#### [WHAT YOU ARE ASKED TO DO]
Your task is to reproduce, exactly and only, the lines running from the line containing "Guideline: the keypoint for each instance of the white tent" to the end of the data below, both included.

↓

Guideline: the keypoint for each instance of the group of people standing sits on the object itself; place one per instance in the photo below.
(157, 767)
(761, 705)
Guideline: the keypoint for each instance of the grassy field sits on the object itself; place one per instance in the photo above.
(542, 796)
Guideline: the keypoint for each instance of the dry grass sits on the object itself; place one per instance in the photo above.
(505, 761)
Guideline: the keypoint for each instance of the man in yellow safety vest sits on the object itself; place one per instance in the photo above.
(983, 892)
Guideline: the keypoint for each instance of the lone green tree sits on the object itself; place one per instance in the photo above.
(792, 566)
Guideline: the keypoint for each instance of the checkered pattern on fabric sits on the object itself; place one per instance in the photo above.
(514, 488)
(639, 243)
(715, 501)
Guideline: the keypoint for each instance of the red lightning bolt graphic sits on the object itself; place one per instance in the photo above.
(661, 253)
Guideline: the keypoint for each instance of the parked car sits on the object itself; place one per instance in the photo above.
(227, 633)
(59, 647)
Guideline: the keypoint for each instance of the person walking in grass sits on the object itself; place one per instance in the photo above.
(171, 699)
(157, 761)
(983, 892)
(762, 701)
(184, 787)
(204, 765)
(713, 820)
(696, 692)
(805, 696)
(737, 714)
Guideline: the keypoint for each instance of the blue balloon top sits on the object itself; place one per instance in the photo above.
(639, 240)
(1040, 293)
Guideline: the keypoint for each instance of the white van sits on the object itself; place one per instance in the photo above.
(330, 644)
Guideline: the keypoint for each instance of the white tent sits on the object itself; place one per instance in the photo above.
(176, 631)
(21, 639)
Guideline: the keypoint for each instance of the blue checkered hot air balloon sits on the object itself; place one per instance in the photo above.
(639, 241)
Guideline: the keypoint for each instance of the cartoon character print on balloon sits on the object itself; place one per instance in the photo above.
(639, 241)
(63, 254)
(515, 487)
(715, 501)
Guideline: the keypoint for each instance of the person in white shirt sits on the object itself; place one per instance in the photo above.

↑

#### [ANSWER BOX]
Guideline: the keypoint for each instance of the white tent sits on the object itself; place one per instance in the photo above.
(176, 631)
(21, 639)
Guideline: the keypoint for each instance of the blue checkered hot air balloon sits on the object itself; place one per instance in the photo above.
(639, 241)
Guideline: the keypoint for each instance of the cartoon character print on balloon sits on the object itself; place one per instance in the photo above.
(639, 241)
(63, 254)
(515, 487)
(715, 501)
Guideline: the keypoint for each instance of the person in white shirt sits on the object itself; place one per instance in the photo above.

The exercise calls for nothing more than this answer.